## Goal of the exercise
Copy out, word for word, the lines of the items below. Start at the line that contains "One point goes on every instance of the outstretched" and continue through the line that contains "x=176 y=110", including both of those lines.

(Stored data)
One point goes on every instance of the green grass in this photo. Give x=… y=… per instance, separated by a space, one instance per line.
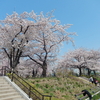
x=61 y=88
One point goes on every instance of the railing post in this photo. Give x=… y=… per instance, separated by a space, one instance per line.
x=42 y=97
x=12 y=75
x=2 y=70
x=30 y=92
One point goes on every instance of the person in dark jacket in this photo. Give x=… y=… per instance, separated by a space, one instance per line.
x=85 y=92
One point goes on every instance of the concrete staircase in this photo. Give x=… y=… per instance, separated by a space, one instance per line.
x=8 y=92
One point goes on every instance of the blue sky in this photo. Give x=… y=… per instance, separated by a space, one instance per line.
x=83 y=14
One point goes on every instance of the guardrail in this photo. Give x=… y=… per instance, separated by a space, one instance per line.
x=25 y=86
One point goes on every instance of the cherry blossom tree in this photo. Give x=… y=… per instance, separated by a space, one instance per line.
x=35 y=36
x=82 y=58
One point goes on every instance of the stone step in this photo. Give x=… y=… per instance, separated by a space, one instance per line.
x=8 y=90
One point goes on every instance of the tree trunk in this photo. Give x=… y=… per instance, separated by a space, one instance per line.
x=89 y=71
x=44 y=67
x=80 y=72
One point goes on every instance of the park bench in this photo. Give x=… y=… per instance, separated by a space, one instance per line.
x=92 y=91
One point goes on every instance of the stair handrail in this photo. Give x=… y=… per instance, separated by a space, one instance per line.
x=6 y=70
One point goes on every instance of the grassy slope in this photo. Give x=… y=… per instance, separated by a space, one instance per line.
x=60 y=88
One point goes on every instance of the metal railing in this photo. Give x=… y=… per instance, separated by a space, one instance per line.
x=25 y=86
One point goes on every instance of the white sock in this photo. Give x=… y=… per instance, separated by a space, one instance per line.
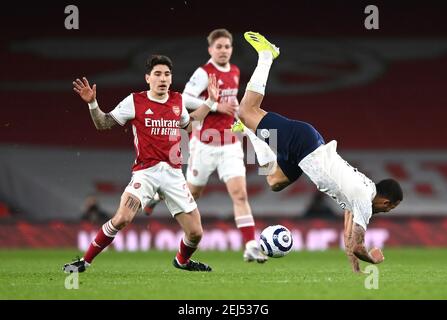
x=263 y=152
x=259 y=77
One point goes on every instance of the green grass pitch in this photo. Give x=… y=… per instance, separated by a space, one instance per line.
x=405 y=274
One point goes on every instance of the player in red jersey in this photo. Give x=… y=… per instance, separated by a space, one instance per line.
x=156 y=115
x=214 y=147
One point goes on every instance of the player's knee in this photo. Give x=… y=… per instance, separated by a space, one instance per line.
x=120 y=220
x=244 y=113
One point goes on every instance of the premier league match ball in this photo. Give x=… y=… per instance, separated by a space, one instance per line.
x=276 y=241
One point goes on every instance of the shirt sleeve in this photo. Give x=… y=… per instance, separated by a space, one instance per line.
x=124 y=111
x=197 y=83
x=362 y=211
x=184 y=118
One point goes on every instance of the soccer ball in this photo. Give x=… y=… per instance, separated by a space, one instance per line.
x=276 y=241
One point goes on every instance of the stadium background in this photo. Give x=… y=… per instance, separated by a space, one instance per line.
x=380 y=94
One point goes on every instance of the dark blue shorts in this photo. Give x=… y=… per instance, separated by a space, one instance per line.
x=295 y=140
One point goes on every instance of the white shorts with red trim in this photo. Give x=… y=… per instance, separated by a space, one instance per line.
x=168 y=182
x=204 y=159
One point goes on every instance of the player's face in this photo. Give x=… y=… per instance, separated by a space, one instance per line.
x=220 y=51
x=159 y=80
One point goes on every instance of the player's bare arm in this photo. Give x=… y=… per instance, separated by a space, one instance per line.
x=374 y=256
x=102 y=121
x=348 y=241
x=200 y=113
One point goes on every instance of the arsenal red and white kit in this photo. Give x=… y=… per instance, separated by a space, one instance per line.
x=156 y=128
x=214 y=147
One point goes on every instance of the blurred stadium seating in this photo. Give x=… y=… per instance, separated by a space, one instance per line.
x=382 y=97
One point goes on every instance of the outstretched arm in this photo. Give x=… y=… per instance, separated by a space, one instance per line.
x=200 y=113
x=348 y=242
x=101 y=120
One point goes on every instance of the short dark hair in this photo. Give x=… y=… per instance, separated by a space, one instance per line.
x=390 y=189
x=219 y=33
x=157 y=59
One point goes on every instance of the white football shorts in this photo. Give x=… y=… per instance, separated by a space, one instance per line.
x=204 y=159
x=168 y=182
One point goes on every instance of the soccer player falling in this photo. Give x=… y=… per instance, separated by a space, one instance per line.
x=156 y=115
x=214 y=147
x=301 y=148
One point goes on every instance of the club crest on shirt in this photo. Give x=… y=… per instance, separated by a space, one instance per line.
x=176 y=110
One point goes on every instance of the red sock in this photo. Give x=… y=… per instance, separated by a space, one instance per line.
x=185 y=251
x=103 y=238
x=246 y=225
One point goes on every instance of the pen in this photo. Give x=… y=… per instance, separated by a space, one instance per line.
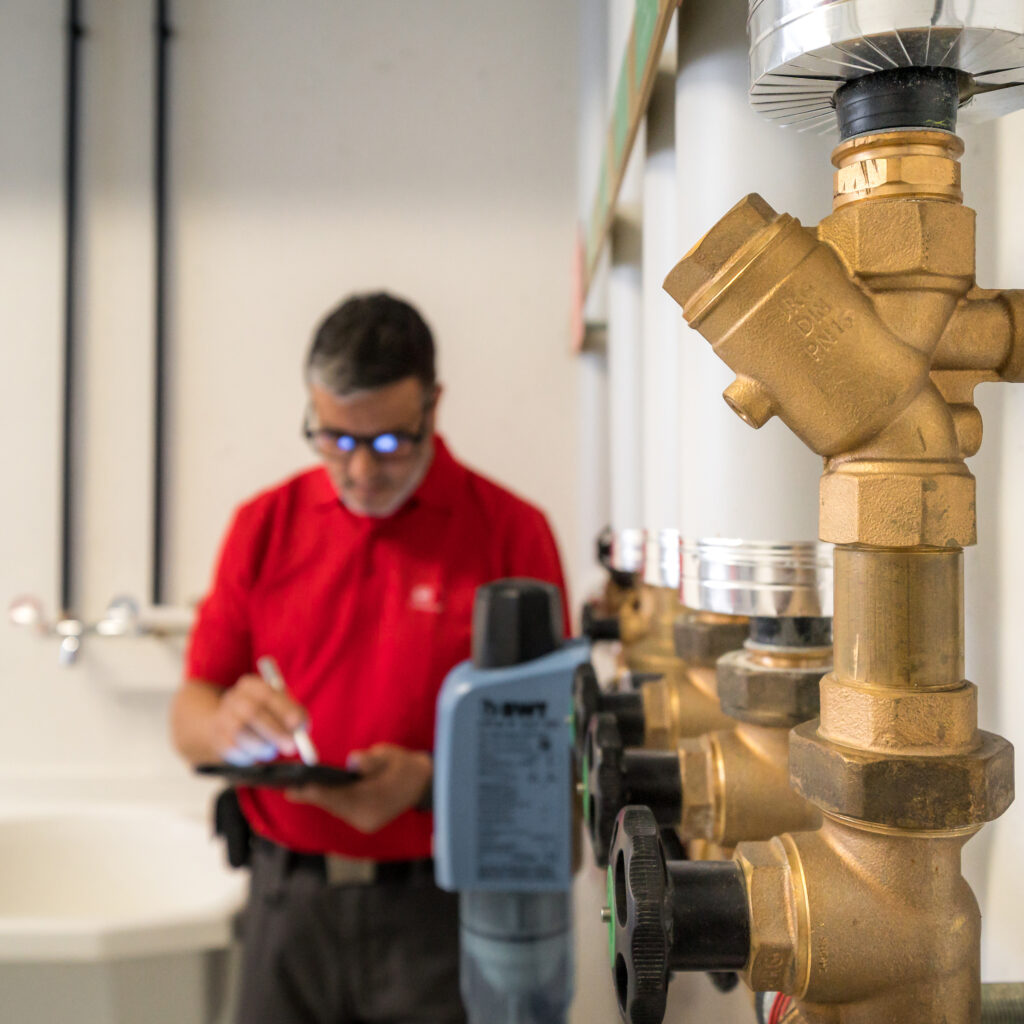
x=271 y=674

## Expected answer
One point goes on every instance of the outstretched arm in this photo. Give x=… y=… per instance, separated by a space, one instance per line.
x=200 y=113
x=348 y=242
x=101 y=120
One point goes on every instance of the short dark hair in this photo. Give x=… y=… per instance, separated by a space, one instance per line.
x=390 y=189
x=219 y=33
x=157 y=59
One point goes on every instance of the white football shorts in this photo. Give x=… y=… per instance, separated by a space, one instance per line.
x=204 y=159
x=168 y=182
One point goes on every instance of the soccer player falling in this photo. Give x=… y=… per instance, separated by a space, one instance per line.
x=156 y=115
x=214 y=147
x=301 y=148
One point goes on every instance of the club crest on shirt in this photo. Give x=… y=… per instance, separated by a space, one instance per line.
x=176 y=110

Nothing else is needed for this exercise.